··· Excerpted text ···
Sqlite backed by stable memory: the perfect match?

You might have seen my previous posts discussion issues about safe upgrades of canisters and zero downtime upgrades, and clearly, our platform isn’t particularly great for developers when it comes to persisting your data across safely and efficiently canister code upgrades. But it should be great!

If we squint a bit, we’ll see that the problems we are facing here aren’t that unique: We have a system with a persistent storage (the stable memory) that is unstructured, flat and kinda slow. We need to store all relevant data in this storage. And we want to be able to make sense of this data even after changing the code of our canister, or possibly even changing the implementation language. This describes basically any computer out there with a disk attached to it! There, this is solved using file systems and/or databases, so maybe we can simply use the same?

TL;DR

The sqlite in-process database solves most if not all of the problems related to persistent storage, and can be backed by the IC’s stable memory.

The vision

Something like this should work, and the developer shoudn’t need to worry about much else:

(TBD, avoiding 403 error)

Behind the scenes this would use the canister’s stable memory like a raw block device.

Why is this great?

  • sqlite solves the problem of mapping structured data onto a flat disk, in a time-tested way.
  • sqlite is well known to many developers, as it is the most commonly used data base out there. Even mobile phone apps tend to use sqlite for their data storage!
  • The problem of schema migration, i.e. what to do if your new canister version stores its data differently, is well-known and has plenty of existing solutions to pick from.
  • sqlite is used to work with a slow, block-based backend, so backing it with stable memory is sensible, and will likely make good use of the canister main memory as a cache.
  • sqlite is designed to support large files (>4GB), so you can use large stable memory easily.
  • sqlite guarantees backwards compatibility, so no worry about losing your data because your data serialization library has changes.
  • The sqlite file format can be analyzed by dedicated tools, so if the IC (or your canister) provides read access to stable memory, this can be used for debugging, backup and archival.
  • sqlite is available in many programming languages. By storing your data this way, you can in the future switch from one Canister implementation language to another without losing your data.
  • By syncing at the end of each message, the data in stable memory is complete after each messages. This means you can upgrade your canister without running code in the canister_preupgrade hook, greatly reducing the risk of non-upgradeable canisters.
  • The atomicity guarantees of the Internet Computer may allow you to use sqlite without locking and possibly without a journal, simplifying things. (But beware cross-message transactions are possible).
··· Data records ···
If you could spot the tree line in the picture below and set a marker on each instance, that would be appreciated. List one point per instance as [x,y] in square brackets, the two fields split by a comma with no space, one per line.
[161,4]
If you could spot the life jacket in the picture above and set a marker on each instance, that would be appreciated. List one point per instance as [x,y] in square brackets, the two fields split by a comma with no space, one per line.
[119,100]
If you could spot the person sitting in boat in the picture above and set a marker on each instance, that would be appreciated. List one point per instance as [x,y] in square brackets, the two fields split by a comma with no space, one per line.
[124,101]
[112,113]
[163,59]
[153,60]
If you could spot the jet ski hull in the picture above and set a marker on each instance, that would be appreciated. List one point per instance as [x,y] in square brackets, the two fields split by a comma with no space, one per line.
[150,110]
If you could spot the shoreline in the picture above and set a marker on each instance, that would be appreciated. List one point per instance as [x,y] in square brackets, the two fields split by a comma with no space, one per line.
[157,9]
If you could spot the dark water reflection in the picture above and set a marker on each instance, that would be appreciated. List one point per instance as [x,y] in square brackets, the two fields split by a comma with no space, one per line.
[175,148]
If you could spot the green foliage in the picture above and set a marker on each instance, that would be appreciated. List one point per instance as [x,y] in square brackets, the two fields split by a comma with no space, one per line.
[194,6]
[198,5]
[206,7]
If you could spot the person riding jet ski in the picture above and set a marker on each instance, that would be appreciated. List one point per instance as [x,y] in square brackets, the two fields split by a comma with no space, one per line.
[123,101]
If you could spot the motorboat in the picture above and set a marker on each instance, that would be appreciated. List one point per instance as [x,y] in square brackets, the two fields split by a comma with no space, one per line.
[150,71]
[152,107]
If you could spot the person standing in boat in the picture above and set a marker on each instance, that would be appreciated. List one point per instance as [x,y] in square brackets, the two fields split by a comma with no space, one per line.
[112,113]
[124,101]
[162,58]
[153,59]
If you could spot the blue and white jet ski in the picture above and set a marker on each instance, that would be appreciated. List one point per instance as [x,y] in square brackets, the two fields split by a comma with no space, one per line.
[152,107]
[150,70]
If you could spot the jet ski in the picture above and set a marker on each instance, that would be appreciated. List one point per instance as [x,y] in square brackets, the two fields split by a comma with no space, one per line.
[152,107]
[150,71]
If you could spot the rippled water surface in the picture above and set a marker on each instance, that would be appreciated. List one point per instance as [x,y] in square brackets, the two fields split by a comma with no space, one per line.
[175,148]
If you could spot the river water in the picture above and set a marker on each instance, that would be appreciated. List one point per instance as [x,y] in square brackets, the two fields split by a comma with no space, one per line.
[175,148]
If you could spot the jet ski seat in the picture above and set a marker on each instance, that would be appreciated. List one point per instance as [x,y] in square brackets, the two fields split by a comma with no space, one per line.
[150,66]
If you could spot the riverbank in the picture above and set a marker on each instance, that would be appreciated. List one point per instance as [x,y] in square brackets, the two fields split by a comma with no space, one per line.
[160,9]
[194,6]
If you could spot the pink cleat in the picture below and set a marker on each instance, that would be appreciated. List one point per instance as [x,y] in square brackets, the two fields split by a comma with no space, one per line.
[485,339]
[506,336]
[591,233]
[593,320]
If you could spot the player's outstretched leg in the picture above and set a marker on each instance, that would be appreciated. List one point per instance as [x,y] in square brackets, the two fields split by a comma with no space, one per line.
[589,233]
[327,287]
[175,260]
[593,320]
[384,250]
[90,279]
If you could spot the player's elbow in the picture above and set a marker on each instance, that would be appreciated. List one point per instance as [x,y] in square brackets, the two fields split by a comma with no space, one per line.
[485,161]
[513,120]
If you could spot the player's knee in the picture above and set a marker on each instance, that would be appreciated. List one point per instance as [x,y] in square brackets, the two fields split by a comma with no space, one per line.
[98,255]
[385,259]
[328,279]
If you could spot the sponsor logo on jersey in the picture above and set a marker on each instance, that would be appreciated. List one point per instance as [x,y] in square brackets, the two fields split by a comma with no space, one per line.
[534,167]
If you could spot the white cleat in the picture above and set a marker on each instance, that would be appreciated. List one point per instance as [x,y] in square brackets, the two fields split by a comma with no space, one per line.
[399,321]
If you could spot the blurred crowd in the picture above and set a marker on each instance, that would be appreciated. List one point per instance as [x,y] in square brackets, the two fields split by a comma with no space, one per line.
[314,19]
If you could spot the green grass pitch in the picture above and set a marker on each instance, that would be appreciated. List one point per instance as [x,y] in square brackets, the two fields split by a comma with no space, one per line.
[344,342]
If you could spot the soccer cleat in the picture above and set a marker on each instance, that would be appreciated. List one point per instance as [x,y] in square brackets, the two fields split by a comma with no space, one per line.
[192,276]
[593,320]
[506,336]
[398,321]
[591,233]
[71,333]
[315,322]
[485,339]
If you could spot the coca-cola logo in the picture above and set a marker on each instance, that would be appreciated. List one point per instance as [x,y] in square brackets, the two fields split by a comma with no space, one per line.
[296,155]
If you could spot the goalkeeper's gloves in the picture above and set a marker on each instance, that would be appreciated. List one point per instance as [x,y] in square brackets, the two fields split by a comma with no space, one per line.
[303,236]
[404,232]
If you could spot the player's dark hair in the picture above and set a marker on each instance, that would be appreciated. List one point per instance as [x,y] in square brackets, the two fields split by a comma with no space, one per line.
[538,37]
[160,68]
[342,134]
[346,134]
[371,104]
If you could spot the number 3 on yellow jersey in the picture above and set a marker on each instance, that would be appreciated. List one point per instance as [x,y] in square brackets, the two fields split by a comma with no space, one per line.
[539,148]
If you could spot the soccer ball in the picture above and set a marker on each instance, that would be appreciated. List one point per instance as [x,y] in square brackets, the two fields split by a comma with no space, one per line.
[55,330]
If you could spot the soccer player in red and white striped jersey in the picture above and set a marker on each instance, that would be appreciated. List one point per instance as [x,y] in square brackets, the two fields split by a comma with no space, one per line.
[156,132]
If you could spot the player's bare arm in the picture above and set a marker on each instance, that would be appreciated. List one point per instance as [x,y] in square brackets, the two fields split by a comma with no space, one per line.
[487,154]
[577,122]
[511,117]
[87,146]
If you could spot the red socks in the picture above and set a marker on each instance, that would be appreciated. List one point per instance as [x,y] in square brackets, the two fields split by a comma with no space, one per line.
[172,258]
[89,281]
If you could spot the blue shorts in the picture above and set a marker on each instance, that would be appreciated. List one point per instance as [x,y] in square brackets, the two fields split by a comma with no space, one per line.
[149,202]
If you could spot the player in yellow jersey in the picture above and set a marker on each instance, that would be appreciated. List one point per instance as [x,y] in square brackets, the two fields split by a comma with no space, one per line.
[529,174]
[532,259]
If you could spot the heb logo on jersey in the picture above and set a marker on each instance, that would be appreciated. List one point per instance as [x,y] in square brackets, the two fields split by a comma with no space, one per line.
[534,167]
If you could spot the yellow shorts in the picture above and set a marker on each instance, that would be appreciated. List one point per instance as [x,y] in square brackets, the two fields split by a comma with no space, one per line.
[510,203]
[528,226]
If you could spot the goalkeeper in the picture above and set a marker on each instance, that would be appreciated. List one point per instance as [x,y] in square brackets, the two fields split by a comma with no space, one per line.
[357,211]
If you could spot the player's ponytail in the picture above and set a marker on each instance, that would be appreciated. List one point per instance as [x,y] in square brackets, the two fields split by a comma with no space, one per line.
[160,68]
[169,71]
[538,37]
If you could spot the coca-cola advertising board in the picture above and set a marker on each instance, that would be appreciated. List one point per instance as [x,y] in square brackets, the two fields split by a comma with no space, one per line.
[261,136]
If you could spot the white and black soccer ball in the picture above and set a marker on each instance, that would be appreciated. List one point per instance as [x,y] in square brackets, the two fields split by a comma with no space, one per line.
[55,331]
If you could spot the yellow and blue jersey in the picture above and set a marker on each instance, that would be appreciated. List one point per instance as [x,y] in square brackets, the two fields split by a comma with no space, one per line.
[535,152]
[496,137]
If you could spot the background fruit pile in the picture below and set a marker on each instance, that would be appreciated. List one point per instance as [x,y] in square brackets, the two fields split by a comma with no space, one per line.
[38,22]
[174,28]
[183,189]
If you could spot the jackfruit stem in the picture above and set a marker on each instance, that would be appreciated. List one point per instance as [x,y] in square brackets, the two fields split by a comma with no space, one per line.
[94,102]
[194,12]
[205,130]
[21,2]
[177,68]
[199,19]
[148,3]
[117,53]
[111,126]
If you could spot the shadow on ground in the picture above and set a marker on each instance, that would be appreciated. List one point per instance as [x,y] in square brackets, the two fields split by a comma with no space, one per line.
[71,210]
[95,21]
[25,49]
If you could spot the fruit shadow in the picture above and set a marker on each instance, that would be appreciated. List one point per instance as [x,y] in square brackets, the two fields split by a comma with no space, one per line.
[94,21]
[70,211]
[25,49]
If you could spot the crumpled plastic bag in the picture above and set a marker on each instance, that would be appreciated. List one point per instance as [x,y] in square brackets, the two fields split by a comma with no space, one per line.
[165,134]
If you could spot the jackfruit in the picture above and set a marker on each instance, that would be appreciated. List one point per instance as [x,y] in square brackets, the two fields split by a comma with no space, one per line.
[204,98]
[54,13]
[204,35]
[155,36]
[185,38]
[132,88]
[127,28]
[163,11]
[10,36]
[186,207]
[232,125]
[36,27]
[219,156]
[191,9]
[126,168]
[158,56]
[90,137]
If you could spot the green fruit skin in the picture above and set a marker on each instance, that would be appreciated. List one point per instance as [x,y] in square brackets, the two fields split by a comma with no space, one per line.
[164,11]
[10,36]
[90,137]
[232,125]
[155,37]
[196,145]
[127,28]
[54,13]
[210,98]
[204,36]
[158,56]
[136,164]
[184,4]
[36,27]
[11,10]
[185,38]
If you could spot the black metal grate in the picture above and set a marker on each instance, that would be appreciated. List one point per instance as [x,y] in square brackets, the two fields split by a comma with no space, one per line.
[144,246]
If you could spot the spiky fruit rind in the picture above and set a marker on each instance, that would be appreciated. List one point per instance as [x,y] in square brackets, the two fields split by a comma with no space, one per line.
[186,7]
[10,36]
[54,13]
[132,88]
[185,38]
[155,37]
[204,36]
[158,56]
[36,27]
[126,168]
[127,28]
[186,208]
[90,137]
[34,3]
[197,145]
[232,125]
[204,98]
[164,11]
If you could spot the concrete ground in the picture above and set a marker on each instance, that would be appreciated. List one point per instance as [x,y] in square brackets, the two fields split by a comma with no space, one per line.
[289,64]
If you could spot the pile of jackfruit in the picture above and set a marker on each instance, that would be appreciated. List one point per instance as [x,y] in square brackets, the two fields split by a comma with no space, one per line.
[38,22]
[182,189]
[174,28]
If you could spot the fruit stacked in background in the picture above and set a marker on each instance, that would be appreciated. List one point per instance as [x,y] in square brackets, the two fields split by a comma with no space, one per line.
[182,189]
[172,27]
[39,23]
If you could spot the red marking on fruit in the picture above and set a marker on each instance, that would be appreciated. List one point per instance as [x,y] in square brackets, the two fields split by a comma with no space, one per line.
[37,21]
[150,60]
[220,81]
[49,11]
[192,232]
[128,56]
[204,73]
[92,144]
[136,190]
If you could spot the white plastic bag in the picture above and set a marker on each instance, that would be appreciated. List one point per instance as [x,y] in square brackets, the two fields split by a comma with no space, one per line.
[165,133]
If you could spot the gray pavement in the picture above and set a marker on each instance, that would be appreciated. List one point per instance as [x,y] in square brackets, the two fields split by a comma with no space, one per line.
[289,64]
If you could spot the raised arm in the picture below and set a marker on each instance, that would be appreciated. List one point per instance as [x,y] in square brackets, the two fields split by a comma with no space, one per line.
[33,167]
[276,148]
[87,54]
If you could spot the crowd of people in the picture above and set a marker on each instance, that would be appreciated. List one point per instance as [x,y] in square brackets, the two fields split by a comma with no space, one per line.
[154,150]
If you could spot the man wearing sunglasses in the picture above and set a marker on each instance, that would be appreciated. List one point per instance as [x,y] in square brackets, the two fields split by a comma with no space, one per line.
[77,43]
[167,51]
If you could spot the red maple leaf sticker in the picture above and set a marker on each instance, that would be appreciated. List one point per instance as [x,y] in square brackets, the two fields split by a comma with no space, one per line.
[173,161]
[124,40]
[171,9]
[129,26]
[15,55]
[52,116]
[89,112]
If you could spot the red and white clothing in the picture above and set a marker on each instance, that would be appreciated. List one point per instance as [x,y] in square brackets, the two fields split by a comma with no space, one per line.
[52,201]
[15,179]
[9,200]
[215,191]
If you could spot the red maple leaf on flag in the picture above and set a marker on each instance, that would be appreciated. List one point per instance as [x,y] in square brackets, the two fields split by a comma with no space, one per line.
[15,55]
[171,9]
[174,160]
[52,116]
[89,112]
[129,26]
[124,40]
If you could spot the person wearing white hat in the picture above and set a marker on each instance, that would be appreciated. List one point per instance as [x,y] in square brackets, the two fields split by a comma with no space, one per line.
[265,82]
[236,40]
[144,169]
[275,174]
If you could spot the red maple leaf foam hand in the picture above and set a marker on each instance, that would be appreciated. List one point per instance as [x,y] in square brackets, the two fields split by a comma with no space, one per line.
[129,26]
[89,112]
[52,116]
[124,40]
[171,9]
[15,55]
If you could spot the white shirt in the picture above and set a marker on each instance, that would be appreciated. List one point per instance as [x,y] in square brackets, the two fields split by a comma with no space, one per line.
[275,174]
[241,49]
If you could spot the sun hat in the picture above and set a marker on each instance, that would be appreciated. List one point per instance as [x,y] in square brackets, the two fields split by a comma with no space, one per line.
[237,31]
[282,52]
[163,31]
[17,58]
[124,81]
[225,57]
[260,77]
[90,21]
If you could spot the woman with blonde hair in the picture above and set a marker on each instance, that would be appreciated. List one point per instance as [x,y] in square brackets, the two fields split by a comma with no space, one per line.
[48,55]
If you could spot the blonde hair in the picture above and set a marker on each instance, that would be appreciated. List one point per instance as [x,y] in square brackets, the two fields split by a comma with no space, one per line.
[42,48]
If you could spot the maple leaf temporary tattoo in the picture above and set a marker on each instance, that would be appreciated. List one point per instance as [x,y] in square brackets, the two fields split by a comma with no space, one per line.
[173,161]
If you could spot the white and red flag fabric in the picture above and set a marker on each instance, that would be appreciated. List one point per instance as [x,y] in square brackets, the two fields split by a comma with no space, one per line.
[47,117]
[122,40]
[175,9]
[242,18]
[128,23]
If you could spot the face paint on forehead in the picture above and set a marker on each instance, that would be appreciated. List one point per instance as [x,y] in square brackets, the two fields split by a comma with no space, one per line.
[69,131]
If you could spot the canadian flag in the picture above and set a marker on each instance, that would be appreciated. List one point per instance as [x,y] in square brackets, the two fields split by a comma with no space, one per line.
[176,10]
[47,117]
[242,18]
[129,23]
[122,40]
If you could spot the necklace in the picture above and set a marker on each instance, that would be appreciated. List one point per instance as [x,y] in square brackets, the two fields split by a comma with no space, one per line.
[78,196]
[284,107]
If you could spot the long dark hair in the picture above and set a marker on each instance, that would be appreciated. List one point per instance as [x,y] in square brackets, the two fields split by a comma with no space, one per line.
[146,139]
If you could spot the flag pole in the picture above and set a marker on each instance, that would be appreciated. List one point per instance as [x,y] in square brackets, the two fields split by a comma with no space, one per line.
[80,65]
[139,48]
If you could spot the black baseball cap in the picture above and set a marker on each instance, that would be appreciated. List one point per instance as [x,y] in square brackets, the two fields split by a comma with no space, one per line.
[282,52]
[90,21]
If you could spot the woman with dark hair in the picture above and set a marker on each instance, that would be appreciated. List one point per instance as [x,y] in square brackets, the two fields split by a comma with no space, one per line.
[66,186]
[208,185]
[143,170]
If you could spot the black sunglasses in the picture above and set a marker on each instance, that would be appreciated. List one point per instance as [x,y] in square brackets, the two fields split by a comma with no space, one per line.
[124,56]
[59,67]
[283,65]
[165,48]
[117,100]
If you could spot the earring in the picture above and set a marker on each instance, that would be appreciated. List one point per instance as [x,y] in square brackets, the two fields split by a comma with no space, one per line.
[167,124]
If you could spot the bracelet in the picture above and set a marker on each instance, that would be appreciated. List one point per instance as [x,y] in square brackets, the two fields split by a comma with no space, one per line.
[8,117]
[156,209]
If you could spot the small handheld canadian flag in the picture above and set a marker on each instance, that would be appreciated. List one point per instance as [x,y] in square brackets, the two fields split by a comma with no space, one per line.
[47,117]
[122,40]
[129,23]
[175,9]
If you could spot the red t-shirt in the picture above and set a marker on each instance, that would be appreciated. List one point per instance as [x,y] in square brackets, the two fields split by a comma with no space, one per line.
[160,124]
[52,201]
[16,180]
···
* _Given request_: In the post on backing sqlite with stable memory, condense the paragraph beginning "If we squint a bit" into a short bulleted list that keeps its main points.

* _Full solution_:
- The problem is not unique. Stable memory is persistent storage that is unstructured, flat and somewhat slow.
- All relevant data has to be stored there.
- That data must still make sense after the canister's code changes, and possibly after a change of implementation language.
- This describes almost any computer with a disk attached.
- Such computers solve it with file systems and/or databases, so the same approach might work here.